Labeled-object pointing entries
****************

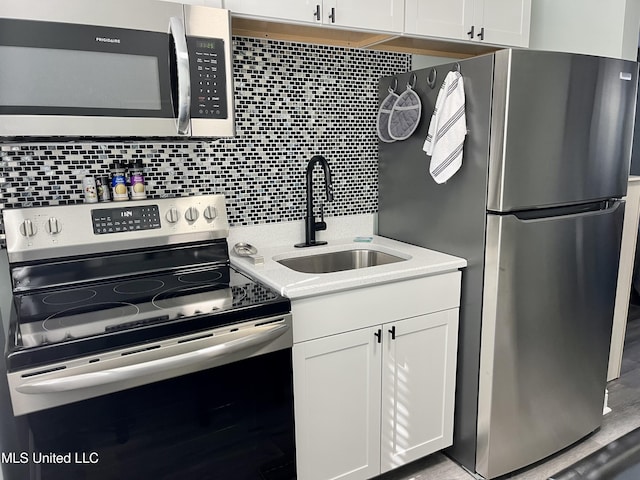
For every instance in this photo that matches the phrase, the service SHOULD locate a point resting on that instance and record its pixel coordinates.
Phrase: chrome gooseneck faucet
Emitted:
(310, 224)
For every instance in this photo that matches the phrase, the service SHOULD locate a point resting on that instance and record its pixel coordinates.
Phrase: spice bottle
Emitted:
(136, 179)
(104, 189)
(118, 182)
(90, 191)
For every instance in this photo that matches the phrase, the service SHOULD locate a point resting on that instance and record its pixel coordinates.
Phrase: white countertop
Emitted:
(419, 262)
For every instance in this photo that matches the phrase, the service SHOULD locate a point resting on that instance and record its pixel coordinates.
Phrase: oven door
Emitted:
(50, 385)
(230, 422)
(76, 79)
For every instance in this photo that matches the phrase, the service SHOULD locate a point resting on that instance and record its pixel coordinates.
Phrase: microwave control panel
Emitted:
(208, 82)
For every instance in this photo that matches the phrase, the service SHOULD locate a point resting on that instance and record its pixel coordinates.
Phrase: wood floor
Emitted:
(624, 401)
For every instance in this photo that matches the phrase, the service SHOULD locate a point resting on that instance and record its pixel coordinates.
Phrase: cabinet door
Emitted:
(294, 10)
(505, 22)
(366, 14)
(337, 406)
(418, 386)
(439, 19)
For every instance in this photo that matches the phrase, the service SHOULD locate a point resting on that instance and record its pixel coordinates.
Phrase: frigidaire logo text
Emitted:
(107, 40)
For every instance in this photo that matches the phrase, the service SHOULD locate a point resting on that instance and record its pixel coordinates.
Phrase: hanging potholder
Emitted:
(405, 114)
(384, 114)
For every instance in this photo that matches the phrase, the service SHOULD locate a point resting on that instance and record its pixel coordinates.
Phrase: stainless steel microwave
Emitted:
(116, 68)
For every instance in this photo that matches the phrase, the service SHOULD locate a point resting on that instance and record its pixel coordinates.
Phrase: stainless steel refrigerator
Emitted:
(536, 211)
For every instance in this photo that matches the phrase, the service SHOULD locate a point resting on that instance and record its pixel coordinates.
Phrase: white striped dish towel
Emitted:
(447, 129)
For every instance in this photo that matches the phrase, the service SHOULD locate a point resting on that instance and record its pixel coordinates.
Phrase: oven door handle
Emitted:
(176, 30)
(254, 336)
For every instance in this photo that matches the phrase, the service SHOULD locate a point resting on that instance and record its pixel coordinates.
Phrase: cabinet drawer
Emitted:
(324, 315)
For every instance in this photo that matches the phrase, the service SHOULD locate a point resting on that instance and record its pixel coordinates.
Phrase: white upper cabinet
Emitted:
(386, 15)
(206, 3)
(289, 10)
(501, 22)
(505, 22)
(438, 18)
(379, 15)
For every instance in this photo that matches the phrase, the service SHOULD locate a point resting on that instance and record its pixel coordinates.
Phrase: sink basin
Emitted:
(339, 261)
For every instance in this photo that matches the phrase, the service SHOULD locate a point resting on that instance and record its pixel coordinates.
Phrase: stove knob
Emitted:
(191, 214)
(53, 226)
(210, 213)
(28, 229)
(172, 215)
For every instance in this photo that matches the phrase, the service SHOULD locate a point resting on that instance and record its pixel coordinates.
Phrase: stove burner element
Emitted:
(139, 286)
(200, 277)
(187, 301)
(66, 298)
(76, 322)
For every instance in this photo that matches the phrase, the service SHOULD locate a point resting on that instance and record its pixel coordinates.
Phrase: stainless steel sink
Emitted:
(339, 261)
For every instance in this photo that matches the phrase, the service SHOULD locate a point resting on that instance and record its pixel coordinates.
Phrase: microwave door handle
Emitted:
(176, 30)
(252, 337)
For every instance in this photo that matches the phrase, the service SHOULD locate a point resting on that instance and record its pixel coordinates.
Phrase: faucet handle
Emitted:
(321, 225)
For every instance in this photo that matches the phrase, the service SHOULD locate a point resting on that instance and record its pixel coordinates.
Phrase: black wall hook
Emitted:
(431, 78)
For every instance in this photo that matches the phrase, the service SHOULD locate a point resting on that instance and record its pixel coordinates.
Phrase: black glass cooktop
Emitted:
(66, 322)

****************

Task description => Without the pictures, reproduce every line of the records above exactly.

Problem solution =>
For every instance in this photo that matches the phrase, the service SHOULD locate a point resting on that instance and record its pixel coordinates.
Phrase: chrome gooseneck faucet
Emitted:
(310, 224)
For every instance in this photo that matches the phrase, the service SHOULD locate a point resting on that instance and record its pixel coordinates.
Phrase: spice bottle
Emitted:
(136, 179)
(104, 189)
(118, 182)
(90, 191)
For every instance in this photo that matches the phrase, the service SHOULD locate a point resting on that instance and record its pixel coordinates.
Phrase: white countertop
Emitted:
(419, 262)
For every instance in this photo that matches the phrase, the service SHOULD locate a point resting on that instance and record its pixel coordinates.
Phrase: oven door
Emitted:
(50, 385)
(230, 422)
(76, 79)
For every instance in this photo that matches the phrase, the service SHOULD locate a point resting on that instance and record its pixel coordinates.
Phrase: microwave control panel
Emitted:
(208, 82)
For every instance in this photo that matches the phrase, the service SHOULD locate a point resting on that instance and record its pixel coordinates.
Phrase: wood floor
Emitted:
(624, 401)
For every instance in this photo that matches the phrase, the service SHOULD locate a point resting on that instance and record its pixel coordinates.
Phrase: cabinet door
Emitted:
(294, 10)
(505, 22)
(366, 14)
(337, 406)
(418, 386)
(439, 19)
For every instance in this photo that matches the phrase, the service SHOULD locate a point resting on that instance and record its pixel coordinates.
Phrase: frigidaire logo text
Emitted:
(107, 40)
For every instance in this photo that matches the phrase, the service SHOULD locate a point resting on that instance and record its pixel coordinates.
Phrase: hanging potholder
Emitted:
(405, 114)
(384, 114)
For every instance in this photo that matches the phrase, the service SHOULD locate a point resting on that instance and record its pixel coordinates.
Phrase: stainless steel microwave
Emitted:
(116, 68)
For every instance in this photo that matches the phrase, the service SHOULD locate a point resting on that instance and record its pixel coordinates.
Phrase: stainless steel refrigerator
Emitted:
(536, 211)
For every instance in this photo that matches the phrase, the service SHOULD locate a point resting on that instance and record its pixel coordinates.
Phrase: white striped dish towel
Emitted:
(447, 129)
For every instance in this photo that matches the phrase, the service SHOULD locate a point resting on that instance and record its pixel coordinates.
Phrase: oven door handle
Emitted:
(176, 30)
(254, 336)
For every instance in this photo that matches the phrase, the service SHOULD locate a point resting on that instance and record its pixel coordinates.
Phrase: cabinet drawer
Emitted:
(324, 315)
For every instance in this photo that matches the phrase, the service SHOULD locate a point resting on that instance and record its pixel coordinates.
Phrase: white upper cabinet
Emitted:
(386, 15)
(206, 3)
(289, 10)
(501, 22)
(505, 22)
(438, 18)
(379, 15)
For every instance in this photo that matches the phrase, the service SHOULD locate a point resting on that instance and record its pixel coordinates.
Phrase: sink basin
Emitted:
(339, 261)
For every instance in this photo that matches the phrase, the service SHOULD locate a point resting on that instance and record its pixel coordinates.
Phrase: stove knob
Emitted:
(191, 214)
(53, 226)
(210, 213)
(28, 229)
(172, 215)
For every instance in this photo that matches the phrase, the service SHOULD locate a point resting on that instance and record its pixel coordinates.
Phrase: stove burner element
Emitted:
(139, 286)
(200, 277)
(187, 301)
(66, 298)
(76, 322)
For every instance in this photo that matches the phrase, the service SHOULD locate a point resting on that instance and record its pixel coordinates.
Phrase: stainless steel sink
Emitted:
(339, 261)
For every instance in this photo that matches the phrase, the service SHOULD locate a point resting on that instance and record its pixel coordinates.
Phrase: microwave door handle
Emitted:
(176, 30)
(252, 337)
For every instance in this photo that matches the phrase, the service SHOULD locate a point resting on that instance and record its pixel coordinates.
Phrase: faucet handle
Emitted:
(321, 225)
For every instance in this photo that matches the phrase, the service SHOULD locate a point resting on that instance and record its pixel coordinates.
Phrase: black wall hook
Emitted:
(431, 78)
For every instance in this photo that matches the phrase, the service SHOULD locate a point resting on that instance and record its pixel coordinates.
Phrase: black glass cooktop
Emitted:
(66, 322)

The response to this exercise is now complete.